◆ What you are asked to do: Skip the pictures and return every entry exactly as written.

◆ Data excerpts:
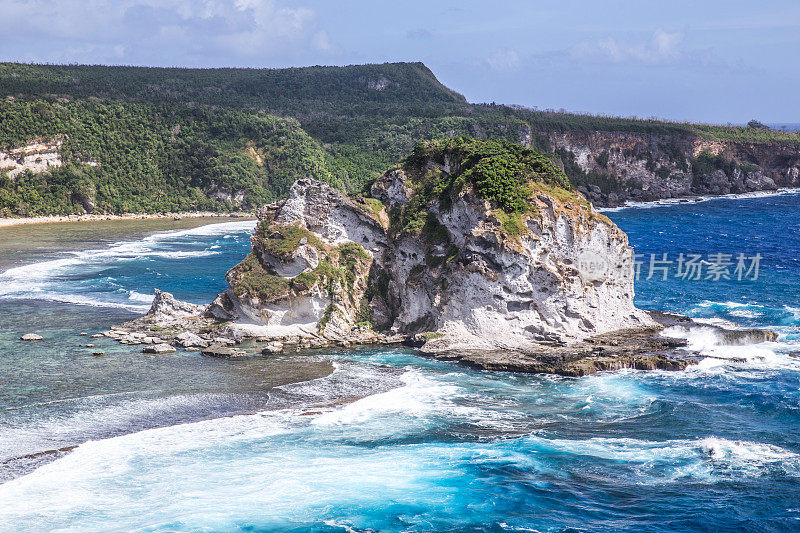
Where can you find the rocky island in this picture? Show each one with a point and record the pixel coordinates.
(476, 251)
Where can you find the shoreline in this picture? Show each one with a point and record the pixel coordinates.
(9, 222)
(691, 200)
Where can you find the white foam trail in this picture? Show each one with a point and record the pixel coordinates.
(690, 200)
(708, 343)
(45, 280)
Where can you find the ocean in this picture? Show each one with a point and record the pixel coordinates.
(385, 439)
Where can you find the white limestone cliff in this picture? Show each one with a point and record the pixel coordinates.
(329, 263)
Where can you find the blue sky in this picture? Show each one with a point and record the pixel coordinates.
(702, 60)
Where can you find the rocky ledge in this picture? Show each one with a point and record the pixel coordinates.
(472, 251)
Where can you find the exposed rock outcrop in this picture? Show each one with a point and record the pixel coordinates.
(615, 167)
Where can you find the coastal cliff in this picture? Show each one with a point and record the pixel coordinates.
(467, 244)
(613, 167)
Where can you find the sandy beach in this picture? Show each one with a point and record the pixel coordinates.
(4, 222)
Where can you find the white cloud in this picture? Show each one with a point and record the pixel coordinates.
(662, 47)
(504, 61)
(203, 32)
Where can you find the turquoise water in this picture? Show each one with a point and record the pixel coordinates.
(388, 440)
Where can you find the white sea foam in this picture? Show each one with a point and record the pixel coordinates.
(707, 460)
(70, 279)
(698, 199)
(718, 356)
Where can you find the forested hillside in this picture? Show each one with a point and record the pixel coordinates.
(153, 139)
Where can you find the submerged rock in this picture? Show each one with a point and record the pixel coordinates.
(188, 339)
(159, 349)
(218, 350)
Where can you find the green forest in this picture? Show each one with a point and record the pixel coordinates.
(141, 139)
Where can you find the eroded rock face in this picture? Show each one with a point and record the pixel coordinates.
(323, 263)
(652, 166)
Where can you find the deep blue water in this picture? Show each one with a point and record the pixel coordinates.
(391, 441)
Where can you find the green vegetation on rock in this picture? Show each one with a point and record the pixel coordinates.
(169, 139)
(504, 173)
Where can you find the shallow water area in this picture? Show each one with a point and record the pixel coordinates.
(387, 440)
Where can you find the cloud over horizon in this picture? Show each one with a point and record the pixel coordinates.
(163, 32)
(711, 61)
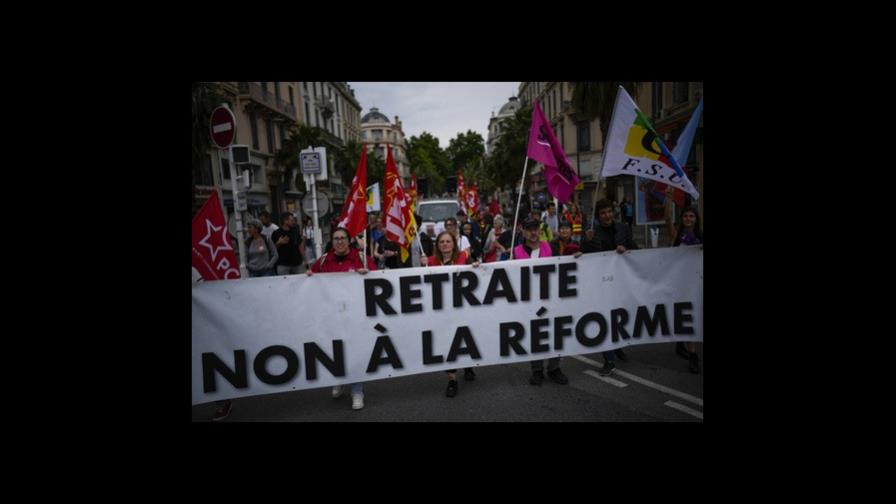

◆ Expected answer:
Where can you find the rocky island in this picture? Show each one with a point and record the pixel coordinates.
(476, 251)
Where can you find the shoreline in this picture? Show each one with a point and record the pixel coordinates.
(9, 222)
(691, 200)
Where can you find the white foam trail in this picture? Show each one with a point and record the pixel coordinates.
(690, 200)
(708, 343)
(45, 280)
Where can you find the ocean in this picture? Show each one with a point and record the pixel coordinates.
(385, 439)
Where can you find the white limestone cliff in this picture? Show each one with a point and record the pixel coordinates.
(329, 263)
Where can you find the blue sky in this picture? Show each one with a point and record the pixel coordinates.
(702, 60)
Where can you find the rocky ledge in this picture? Show each one with a point and record the pixel coordinates.
(472, 251)
Where can you find the exposed rock outcrop in this picture? Show each one with a point and record the pixel coordinates.
(615, 167)
Where can you find the coastal cliff in this picture? Show each one with a point and record the pixel coordinates.
(467, 244)
(613, 167)
Where can you find the sandy beach in this picture? Show each one with a point and record the pixel coordinates.
(4, 222)
Where can you find the white cloud in this picture? Show each one with a point and record the pixel coordinates.
(662, 47)
(504, 61)
(203, 32)
Where can you find the turquoise water in this picture? Show each one with a point and record the pixel coordinates.
(388, 440)
Where can you find the white sea foam in this picture? Show each one with a point and record the pixel coordinates.
(707, 460)
(70, 279)
(698, 199)
(718, 356)
Where can you find the forested hillside in this picture? Show each one with a point and record the pixel coordinates.
(153, 139)
Where can you find the submerged rock in this picture? Show each one with a point and record the pixel coordinates.
(188, 339)
(159, 349)
(218, 350)
Where can you find the green forest in this picture? Show each one with a point and record the pixel coordinates.
(141, 139)
Where can you find the eroded rock face in this picture? Show each one with a point and record the pixel coordinates.
(323, 263)
(652, 166)
Where can you find the deep blue water in this picture? Show each one with a point and record the pixel coordinates.
(391, 441)
Where can you find the green vegetation on rock in this picture? Show each one with a point and record the pixel coordinates.
(169, 139)
(504, 173)
Where can you find the shallow water area in this picture? Show each one with a point and record the pixel coordinates.
(387, 440)
Where can you find the cloud over horizon in this picture? Show each one with a point and record the pixel coordinates.
(163, 32)
(711, 61)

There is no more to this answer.